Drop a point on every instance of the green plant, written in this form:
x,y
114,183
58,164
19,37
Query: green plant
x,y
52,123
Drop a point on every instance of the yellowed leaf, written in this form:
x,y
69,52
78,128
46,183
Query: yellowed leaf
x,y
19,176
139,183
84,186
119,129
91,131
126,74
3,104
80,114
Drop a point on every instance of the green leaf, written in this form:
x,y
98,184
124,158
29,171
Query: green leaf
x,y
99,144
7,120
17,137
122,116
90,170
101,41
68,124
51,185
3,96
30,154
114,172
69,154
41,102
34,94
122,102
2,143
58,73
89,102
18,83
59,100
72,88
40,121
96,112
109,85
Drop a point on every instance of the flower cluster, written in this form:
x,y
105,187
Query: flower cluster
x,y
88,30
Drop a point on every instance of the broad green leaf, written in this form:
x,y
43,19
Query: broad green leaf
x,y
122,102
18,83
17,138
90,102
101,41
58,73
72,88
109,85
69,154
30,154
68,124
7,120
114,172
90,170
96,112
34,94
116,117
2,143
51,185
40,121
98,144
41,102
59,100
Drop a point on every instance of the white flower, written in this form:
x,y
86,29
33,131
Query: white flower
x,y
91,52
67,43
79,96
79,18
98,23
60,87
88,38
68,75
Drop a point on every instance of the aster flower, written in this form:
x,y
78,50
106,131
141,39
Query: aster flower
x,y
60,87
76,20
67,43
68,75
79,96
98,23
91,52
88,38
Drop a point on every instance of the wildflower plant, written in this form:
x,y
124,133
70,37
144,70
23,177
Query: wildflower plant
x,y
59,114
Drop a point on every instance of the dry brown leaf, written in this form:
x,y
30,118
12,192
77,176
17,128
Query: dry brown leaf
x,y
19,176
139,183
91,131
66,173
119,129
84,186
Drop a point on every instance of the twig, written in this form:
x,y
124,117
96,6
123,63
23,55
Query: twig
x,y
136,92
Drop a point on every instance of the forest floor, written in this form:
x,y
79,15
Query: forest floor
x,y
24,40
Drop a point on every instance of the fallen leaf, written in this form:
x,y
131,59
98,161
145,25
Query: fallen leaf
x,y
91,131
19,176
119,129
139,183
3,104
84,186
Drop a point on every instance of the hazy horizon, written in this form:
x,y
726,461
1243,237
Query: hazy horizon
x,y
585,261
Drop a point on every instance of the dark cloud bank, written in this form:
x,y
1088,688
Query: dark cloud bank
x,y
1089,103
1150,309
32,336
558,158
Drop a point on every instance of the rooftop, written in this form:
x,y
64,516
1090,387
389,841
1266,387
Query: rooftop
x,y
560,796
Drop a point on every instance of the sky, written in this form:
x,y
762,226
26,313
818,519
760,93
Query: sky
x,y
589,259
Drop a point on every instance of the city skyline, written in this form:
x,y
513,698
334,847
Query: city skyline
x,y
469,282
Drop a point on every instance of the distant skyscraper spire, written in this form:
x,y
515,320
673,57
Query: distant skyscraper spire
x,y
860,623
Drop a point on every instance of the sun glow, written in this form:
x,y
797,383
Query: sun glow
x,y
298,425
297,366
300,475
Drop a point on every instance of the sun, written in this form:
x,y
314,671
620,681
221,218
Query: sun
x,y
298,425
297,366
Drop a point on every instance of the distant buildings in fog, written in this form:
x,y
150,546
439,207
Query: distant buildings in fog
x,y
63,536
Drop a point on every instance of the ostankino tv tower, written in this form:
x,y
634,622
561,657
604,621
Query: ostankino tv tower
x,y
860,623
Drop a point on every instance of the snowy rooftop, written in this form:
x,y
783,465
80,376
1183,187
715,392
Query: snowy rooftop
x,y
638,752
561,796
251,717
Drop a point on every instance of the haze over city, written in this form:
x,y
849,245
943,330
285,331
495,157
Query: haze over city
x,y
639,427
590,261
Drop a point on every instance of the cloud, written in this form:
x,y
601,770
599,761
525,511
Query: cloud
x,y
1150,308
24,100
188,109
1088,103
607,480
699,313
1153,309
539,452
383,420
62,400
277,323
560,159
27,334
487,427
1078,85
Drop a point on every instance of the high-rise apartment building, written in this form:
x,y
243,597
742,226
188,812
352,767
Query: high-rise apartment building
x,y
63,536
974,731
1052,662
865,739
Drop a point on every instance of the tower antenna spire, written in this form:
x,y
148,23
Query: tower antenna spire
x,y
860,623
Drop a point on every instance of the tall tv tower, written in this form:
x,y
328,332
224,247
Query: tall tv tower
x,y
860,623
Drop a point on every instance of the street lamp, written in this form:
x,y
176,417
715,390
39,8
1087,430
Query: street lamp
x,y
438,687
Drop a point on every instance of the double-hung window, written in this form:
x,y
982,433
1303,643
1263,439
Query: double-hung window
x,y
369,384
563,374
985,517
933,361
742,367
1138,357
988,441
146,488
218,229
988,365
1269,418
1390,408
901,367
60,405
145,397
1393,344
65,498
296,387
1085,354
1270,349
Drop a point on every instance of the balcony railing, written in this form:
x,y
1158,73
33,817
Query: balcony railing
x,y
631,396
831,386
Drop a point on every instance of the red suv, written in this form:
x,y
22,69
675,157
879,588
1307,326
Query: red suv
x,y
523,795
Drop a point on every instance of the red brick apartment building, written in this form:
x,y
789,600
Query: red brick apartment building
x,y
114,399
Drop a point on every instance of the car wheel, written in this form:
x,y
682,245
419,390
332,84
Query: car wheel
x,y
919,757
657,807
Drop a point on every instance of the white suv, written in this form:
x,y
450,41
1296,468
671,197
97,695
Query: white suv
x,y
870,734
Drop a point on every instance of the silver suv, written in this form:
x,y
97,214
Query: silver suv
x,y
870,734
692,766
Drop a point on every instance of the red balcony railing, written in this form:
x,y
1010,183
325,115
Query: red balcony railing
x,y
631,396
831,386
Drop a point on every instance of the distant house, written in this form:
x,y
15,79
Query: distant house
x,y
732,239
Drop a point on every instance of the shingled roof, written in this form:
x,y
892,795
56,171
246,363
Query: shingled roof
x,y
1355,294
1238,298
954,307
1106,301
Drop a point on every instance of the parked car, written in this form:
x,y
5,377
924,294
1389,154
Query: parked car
- - - -
§ TASK TO CARRY OUT
Show every line from the entries above in which the word "parked" appears.

§ OUTPUT
Drop a point on every instance of the parked car, written in this form:
Query: parked car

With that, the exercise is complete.